* begin Data provided *
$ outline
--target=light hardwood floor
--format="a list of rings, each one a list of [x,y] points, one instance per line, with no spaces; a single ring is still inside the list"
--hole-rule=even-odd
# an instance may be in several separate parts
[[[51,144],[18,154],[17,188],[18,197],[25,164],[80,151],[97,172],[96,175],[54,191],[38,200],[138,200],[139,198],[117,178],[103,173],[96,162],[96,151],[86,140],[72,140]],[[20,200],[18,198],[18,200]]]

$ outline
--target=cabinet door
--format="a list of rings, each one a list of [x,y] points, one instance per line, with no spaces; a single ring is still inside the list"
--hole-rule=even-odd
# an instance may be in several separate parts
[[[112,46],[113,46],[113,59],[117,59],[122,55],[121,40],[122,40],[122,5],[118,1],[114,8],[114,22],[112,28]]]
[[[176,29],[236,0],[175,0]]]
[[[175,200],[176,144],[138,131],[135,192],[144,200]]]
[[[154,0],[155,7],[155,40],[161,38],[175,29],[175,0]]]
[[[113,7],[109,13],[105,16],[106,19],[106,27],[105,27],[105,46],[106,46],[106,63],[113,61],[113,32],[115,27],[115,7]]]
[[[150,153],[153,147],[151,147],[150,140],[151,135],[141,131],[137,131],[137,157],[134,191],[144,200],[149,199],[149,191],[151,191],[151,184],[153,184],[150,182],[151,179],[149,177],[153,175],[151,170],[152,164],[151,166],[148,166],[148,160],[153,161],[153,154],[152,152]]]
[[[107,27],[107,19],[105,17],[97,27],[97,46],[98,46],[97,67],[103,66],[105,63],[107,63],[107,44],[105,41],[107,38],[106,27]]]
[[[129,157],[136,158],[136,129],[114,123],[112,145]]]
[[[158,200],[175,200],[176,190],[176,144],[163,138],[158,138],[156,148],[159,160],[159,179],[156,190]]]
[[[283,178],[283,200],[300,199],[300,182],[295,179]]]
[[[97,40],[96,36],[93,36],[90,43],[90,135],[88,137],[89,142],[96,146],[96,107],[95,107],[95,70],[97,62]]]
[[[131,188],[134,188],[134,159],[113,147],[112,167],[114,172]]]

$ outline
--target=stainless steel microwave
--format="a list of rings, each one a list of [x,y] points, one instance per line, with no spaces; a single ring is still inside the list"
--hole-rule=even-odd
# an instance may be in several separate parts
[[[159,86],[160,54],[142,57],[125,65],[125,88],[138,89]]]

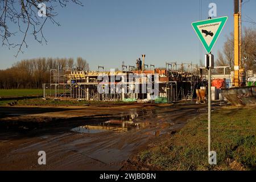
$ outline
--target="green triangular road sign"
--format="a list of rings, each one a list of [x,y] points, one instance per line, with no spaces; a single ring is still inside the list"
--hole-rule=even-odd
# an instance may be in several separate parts
[[[208,53],[210,53],[228,20],[228,16],[194,22],[192,26]]]

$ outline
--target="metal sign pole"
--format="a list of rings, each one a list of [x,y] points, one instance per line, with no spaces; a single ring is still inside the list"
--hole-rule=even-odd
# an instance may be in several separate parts
[[[208,157],[210,156],[210,113],[211,113],[211,70],[210,68],[208,69]]]

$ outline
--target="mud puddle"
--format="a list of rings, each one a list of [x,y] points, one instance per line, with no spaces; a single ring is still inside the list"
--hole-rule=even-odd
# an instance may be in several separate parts
[[[134,113],[121,117],[117,119],[111,119],[93,125],[79,126],[72,129],[71,131],[84,134],[102,132],[124,133],[132,130],[139,130],[150,125],[149,122],[137,122],[135,119],[139,116],[139,114]]]

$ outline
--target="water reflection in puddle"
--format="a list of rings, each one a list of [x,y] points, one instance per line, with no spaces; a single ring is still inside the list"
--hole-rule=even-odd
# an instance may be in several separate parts
[[[71,129],[80,133],[95,134],[105,131],[126,132],[133,129],[139,129],[149,125],[148,122],[135,122],[138,114],[134,113],[122,117],[120,119],[112,119],[95,125],[80,126]]]

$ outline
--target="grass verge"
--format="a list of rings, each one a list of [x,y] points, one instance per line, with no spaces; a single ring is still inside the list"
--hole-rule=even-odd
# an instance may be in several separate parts
[[[42,96],[43,89],[0,89],[0,97]]]
[[[137,162],[164,170],[255,170],[255,109],[222,108],[212,113],[212,150],[217,152],[217,165],[208,163],[207,115],[141,152]]]
[[[52,99],[43,100],[42,98],[28,98],[20,100],[0,101],[0,106],[26,105],[26,106],[82,106],[88,105],[95,106],[133,105],[134,102],[122,101],[104,102],[98,101],[76,101],[76,100],[54,100]]]

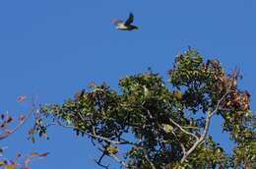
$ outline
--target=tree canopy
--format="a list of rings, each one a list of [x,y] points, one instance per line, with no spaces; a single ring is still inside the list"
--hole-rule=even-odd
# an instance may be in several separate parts
[[[41,105],[30,137],[45,137],[50,126],[73,129],[101,152],[96,162],[104,168],[104,157],[131,169],[255,167],[255,117],[238,69],[226,73],[189,48],[168,75],[126,76],[119,88],[91,83],[63,104]],[[214,116],[235,143],[231,153],[209,134]]]

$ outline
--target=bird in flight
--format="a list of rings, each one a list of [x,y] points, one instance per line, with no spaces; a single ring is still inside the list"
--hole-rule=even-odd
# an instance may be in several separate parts
[[[138,27],[133,26],[134,16],[132,13],[130,13],[129,18],[126,20],[126,22],[123,22],[121,20],[112,20],[111,23],[115,26],[117,29],[121,30],[133,30],[138,29]]]

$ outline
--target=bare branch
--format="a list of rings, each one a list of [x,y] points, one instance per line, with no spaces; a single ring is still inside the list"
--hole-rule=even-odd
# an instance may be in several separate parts
[[[15,133],[16,131],[18,131],[24,124],[25,122],[28,120],[28,118],[32,115],[33,109],[32,108],[29,112],[29,114],[23,119],[22,122],[20,122],[20,124],[18,126],[16,126],[14,129],[12,130],[5,130],[2,134],[0,134],[0,141],[6,139],[7,137],[9,137],[10,135],[12,135],[13,133]]]
[[[184,132],[185,134],[190,135],[191,137],[195,138],[197,141],[199,140],[199,138],[198,138],[196,135],[194,135],[194,134],[192,134],[192,133],[187,132],[186,130],[184,130],[179,124],[177,124],[176,122],[174,122],[171,118],[169,118],[169,121],[170,121],[173,125],[175,125],[178,129],[180,129],[182,132]]]
[[[229,87],[227,88],[226,92],[222,96],[222,98],[218,101],[215,110],[212,111],[212,112],[208,112],[207,113],[207,115],[206,115],[206,124],[205,124],[205,128],[204,128],[203,134],[201,135],[200,139],[190,147],[190,149],[186,153],[183,154],[183,157],[182,157],[182,159],[180,161],[181,163],[183,163],[186,160],[186,158],[196,149],[196,147],[205,141],[206,136],[207,136],[207,134],[209,132],[211,118],[213,117],[213,115],[215,113],[217,113],[219,111],[219,109],[221,107],[221,103],[225,98],[225,96],[228,94],[228,92],[229,92]]]

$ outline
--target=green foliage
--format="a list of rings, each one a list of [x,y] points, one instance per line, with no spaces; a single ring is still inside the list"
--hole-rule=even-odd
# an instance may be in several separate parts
* end Data provided *
▶ _Goal_
Leave out the pictures and return every record word for word.

▶ _Answer to the problem_
$ outline
--target=light hardwood floor
--format="a list of rings, each one a list of [x,y] points, one instance per line, with no spaces; a single ring is still inside the list"
--hole-rule=even-odd
# an instance may be in several separate parts
[[[51,144],[18,154],[17,188],[18,197],[25,164],[80,151],[97,172],[96,175],[54,191],[38,200],[138,200],[139,198],[117,178],[103,173],[96,162],[96,151],[86,140],[72,140]],[[20,200],[18,198],[18,200]]]

$ outline
--target=cabinet door
--format="a list of rings, each one a list of [x,y] points, one instance per line, with no spaces; a single ring is still inside the list"
--hole-rule=even-odd
# an instance may be in several separate parts
[[[112,46],[113,46],[113,59],[117,59],[122,55],[121,40],[122,40],[122,5],[118,1],[114,8],[114,22],[112,28]]]
[[[176,29],[236,0],[175,0]]]
[[[175,200],[176,144],[138,131],[135,192],[144,200]]]
[[[154,0],[155,7],[155,40],[161,38],[175,29],[175,0]]]
[[[113,7],[109,13],[105,16],[106,19],[106,27],[105,27],[105,46],[106,46],[106,63],[113,61],[113,32],[115,27],[115,7]]]
[[[150,153],[153,147],[151,147],[150,140],[151,135],[141,131],[137,131],[137,157],[134,191],[144,200],[149,199],[149,191],[151,191],[151,184],[153,184],[150,182],[151,179],[149,177],[153,175],[151,170],[152,164],[151,166],[148,166],[148,160],[153,161],[153,154],[152,152]]]
[[[107,27],[107,19],[105,17],[97,27],[97,46],[98,46],[97,67],[103,66],[105,63],[107,63],[107,44],[105,41],[107,38],[106,27]]]
[[[129,157],[136,158],[136,129],[114,123],[112,145]]]
[[[158,200],[175,200],[176,190],[176,144],[163,138],[158,138],[156,148],[159,160],[159,179],[156,190]]]
[[[283,178],[283,200],[300,199],[300,182],[295,179]]]
[[[97,40],[96,36],[93,36],[90,43],[90,135],[88,137],[89,142],[96,146],[96,107],[95,107],[95,70],[97,62]]]
[[[131,188],[134,188],[134,159],[113,147],[112,167],[114,172]]]

$ outline
--target=stainless steel microwave
--format="a list of rings, each one a list of [x,y] points, one instance per line, with no spaces; a single ring is still inside the list"
--hole-rule=even-odd
# an instance may be in several separate parts
[[[159,86],[160,54],[142,57],[125,65],[125,88],[138,89]]]

$ outline
--target="green triangular road sign"
--format="a list of rings, each one a list of [x,y] points, one instance per line, with no spaces; a single ring is still inside the list"
--hole-rule=even-odd
# an instance may be in several separate parts
[[[208,53],[210,53],[228,20],[228,16],[194,22],[192,26]]]

$ outline
--target="metal sign pole"
--format="a list of rings, each one a list of [x,y] points, one instance per line, with no spaces; a single ring is still inside the list"
--hole-rule=even-odd
# an instance may be in several separate parts
[[[208,157],[210,156],[210,113],[211,113],[211,70],[210,68],[208,69]]]

$ outline
--target="mud puddle"
--format="a list of rings, each one a list of [x,y] points, one instance per line, with no spaces; a single ring is still inside the list"
--hole-rule=even-odd
# an instance may be in several separate parts
[[[134,113],[121,117],[117,119],[111,119],[93,125],[79,126],[72,129],[71,131],[84,134],[102,132],[124,133],[132,130],[139,130],[150,125],[149,122],[137,122],[135,119],[139,116],[139,114]]]

$ outline
--target="water reflection in puddle"
--format="a list of rings, each one a list of [x,y] points, one instance per line, with no spaces; a single ring is still inside the list"
--hole-rule=even-odd
# an instance may be in several separate parts
[[[71,129],[80,133],[95,134],[105,131],[126,132],[133,129],[139,129],[149,125],[148,122],[135,122],[138,114],[134,113],[122,117],[120,119],[112,119],[95,125],[80,126]]]

$ outline
--target="grass verge"
--format="a list of rings, each one a list of [x,y] points, one instance per line, with no spaces; a single ring is still inside the list"
--hole-rule=even-odd
# an instance may be in several separate parts
[[[42,96],[43,89],[0,89],[0,97]]]
[[[137,162],[164,170],[255,170],[255,109],[222,108],[212,113],[212,150],[217,152],[217,165],[208,163],[207,115],[141,152]]]
[[[52,99],[43,100],[42,98],[28,98],[20,100],[0,101],[0,106],[26,105],[26,106],[82,106],[88,105],[95,106],[133,105],[134,102],[122,101],[104,102],[98,101],[76,101],[76,100],[54,100]]]

$ outline
--target=tree canopy
--format="a list of rings, each one a list of [x,y] points, one instance per line, with no spaces; a single ring is still inside the list"
--hole-rule=even-odd
# an instance may be in several separate parts
[[[41,105],[30,137],[45,137],[50,126],[73,129],[101,152],[96,162],[104,168],[104,157],[131,169],[255,167],[255,117],[238,69],[226,73],[189,48],[168,75],[126,76],[119,88],[91,83],[63,104]],[[214,116],[235,143],[231,153],[209,134]]]

$ outline
--target=bird in flight
--format="a list of rings, each one a list of [x,y] points, one instance per line, with no spaces; a single ring is still inside the list"
--hole-rule=even-odd
# an instance may be in several separate parts
[[[138,27],[133,26],[134,16],[132,13],[130,13],[129,18],[126,20],[126,22],[123,22],[121,20],[112,20],[111,23],[115,26],[117,29],[121,30],[133,30],[138,29]]]

$ outline
--target=bare branch
--format="a list of rings, each one a list of [x,y] points, one instance per line, with no spaces; a single ring is still inside the list"
--hole-rule=even-odd
# an instance may be in several separate parts
[[[15,133],[16,131],[18,131],[24,124],[25,122],[28,120],[28,118],[32,115],[33,109],[32,108],[29,112],[29,114],[23,119],[22,122],[20,122],[20,124],[18,126],[16,126],[14,129],[12,130],[5,130],[2,134],[0,134],[0,141],[6,139],[7,137],[9,137],[10,135],[12,135],[13,133]]]
[[[184,132],[185,134],[190,135],[191,137],[195,138],[197,141],[199,140],[199,138],[198,138],[196,135],[194,135],[194,134],[192,134],[192,133],[187,132],[186,130],[184,130],[179,124],[177,124],[176,122],[174,122],[171,118],[169,118],[169,121],[170,121],[173,125],[175,125],[178,129],[180,129],[182,132]]]
[[[229,87],[227,88],[226,92],[222,96],[222,98],[218,101],[215,110],[212,111],[212,112],[208,112],[207,113],[207,115],[206,115],[206,124],[205,124],[205,128],[204,128],[203,134],[201,135],[200,139],[190,147],[190,149],[186,153],[183,154],[183,157],[182,157],[182,159],[180,161],[181,163],[183,163],[186,160],[186,158],[196,149],[196,147],[205,141],[206,136],[207,136],[207,134],[209,132],[211,118],[213,117],[213,115],[215,113],[217,113],[219,111],[219,109],[221,107],[221,103],[225,98],[225,96],[228,94],[228,92],[229,92]]]

$ outline
--target=green foliage
--format="a list of rings, each one a list of [x,y] points, one instance per line, with no spaces; a single ring is still inside the list"
--hole-rule=even-odd
# an instance may be in several separate parts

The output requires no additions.